▸ Problem to solve
Give back exactly the lines from the one containing "of the human" through the end of the records, including both, and no others.

▸ The records
• • • •

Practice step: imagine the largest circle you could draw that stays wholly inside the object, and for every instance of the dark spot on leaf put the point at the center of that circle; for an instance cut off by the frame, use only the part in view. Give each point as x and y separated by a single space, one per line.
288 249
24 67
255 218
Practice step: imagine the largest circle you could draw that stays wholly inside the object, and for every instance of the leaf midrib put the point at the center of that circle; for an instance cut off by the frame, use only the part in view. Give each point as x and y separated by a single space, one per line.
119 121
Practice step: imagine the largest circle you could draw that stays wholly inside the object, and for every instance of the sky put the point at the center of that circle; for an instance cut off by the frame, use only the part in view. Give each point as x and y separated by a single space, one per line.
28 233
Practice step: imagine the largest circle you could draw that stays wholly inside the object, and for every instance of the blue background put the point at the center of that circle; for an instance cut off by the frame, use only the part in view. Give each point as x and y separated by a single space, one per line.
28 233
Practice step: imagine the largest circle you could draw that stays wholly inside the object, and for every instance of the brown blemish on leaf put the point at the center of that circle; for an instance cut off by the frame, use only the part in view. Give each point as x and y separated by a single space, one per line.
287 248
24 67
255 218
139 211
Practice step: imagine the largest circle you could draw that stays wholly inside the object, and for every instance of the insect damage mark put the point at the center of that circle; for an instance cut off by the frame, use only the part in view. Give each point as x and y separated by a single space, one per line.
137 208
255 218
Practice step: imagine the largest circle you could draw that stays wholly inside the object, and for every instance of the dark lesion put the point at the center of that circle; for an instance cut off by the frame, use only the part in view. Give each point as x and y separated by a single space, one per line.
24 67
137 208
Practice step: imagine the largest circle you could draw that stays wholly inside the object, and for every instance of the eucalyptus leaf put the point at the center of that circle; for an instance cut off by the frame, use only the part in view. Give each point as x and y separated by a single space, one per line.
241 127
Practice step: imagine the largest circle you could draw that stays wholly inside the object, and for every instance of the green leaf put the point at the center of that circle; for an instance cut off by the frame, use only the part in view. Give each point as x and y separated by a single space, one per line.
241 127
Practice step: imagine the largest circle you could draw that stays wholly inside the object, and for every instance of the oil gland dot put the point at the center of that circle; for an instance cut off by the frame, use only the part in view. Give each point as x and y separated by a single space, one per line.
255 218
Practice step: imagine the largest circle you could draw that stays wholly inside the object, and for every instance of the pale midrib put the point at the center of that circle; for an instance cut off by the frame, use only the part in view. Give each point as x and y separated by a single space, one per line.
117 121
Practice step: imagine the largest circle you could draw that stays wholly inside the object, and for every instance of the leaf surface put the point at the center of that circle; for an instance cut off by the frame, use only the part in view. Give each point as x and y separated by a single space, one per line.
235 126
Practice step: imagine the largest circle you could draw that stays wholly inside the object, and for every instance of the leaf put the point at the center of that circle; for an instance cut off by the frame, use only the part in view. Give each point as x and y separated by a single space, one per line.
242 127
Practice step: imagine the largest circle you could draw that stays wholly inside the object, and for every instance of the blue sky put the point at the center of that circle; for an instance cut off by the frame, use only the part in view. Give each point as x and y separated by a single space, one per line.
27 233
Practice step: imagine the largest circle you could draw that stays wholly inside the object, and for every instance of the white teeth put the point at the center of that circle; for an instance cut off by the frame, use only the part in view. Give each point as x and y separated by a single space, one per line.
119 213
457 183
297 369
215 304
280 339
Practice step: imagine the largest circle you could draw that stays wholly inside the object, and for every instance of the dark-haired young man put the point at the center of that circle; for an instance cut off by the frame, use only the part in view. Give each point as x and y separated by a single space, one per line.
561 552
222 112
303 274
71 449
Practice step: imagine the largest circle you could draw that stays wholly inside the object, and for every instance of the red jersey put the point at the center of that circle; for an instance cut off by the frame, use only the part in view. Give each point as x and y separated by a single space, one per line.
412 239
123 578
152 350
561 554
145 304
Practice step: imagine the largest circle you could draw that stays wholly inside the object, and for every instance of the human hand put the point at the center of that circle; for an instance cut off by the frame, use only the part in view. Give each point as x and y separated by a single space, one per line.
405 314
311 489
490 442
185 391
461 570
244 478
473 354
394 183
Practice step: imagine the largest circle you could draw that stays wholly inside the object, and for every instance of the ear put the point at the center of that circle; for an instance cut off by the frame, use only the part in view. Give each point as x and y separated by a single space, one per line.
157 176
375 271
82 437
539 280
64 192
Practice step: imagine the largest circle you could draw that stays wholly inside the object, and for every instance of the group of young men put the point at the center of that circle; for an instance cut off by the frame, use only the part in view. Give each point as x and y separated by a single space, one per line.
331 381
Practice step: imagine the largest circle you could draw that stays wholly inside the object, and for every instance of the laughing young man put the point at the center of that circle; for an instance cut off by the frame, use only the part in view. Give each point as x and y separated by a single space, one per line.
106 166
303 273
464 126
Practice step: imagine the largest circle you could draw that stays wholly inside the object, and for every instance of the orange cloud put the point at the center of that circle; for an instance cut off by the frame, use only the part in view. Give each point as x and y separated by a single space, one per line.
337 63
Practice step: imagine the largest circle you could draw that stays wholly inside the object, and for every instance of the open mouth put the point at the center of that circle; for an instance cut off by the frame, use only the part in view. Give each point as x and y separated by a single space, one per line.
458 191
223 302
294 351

• • • •

▸ Solution to the exercise
Practice step: imagine the largest circle you could draw that stays wholly inside the object, and for every instance of the human hand put the point at the center of that circle; for an instance cut off by the frame, use only the part in view. Give each point as x and y separated by a single space, one per line.
405 314
311 489
490 442
185 391
461 570
244 478
473 354
394 183
Practice step: imagine the largest circle you could draw that stays wholly inside the object, and for every instance of the ear put the point at the center of that circle; for an instance cut off by the frame, use only the part in view. Give each point as x and y separated by a single space, one per line.
157 176
375 271
82 437
539 280
64 192
Practice step: imagine the largest circle you could draw that stays wholly inside the object, and for every instance of the group of young men put the point at the center of that circle; for an instance cut off by the frame, use only the part in view. Give each point as x and y separated by a single space, one per line.
331 381
Practice step: imagine the largest circle you could draw that stays wholly inside the object, and for every instance of the laughing young man put the point at the center of that circle; for an instance cut off by the frame, use only the part in view. Give each point as x and y separated by a single space, one per line.
106 166
303 273
464 126
Practice step: imagine the largest circle you could draw that stays wholly inside the object, and for every instance of the orange cloud put the point at the center of that circle; for an instance cut off by the frame, use only the part in view. Give each point as x and y separated by a single space, one per line.
337 63
Practice step: imagine the largest circle you could draw that stays wholly inside the object, and for every instance of the open mouth put the point at the center of that circle; for an instance cut off by the frame, use only the part in view. Give each point as x and y separated by a single space, one per line.
458 191
223 302
294 351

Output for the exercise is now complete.